__What is being asked__. Write out each record exactly as given, but do not include the pictures.

(Beginning of Provided records)

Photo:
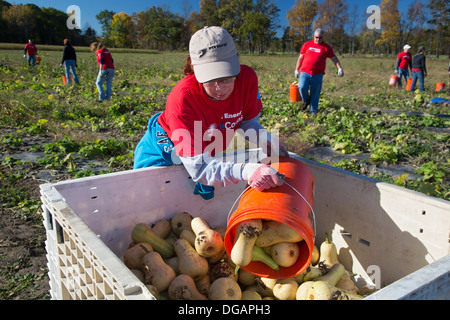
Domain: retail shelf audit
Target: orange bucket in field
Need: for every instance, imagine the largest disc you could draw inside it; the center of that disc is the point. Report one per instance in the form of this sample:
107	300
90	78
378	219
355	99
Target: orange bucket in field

(End of Provided records)

__Exercise solution__.
Photo:
Domain: retail shelf audit
Target: orange bucket in field
Need: for every instance, imagine the largest disc you could draw inside it; the center of that disc is the point. Report one per instance in the form of this sample:
107	300
90	78
378	219
355	99
Target: orange bucket in field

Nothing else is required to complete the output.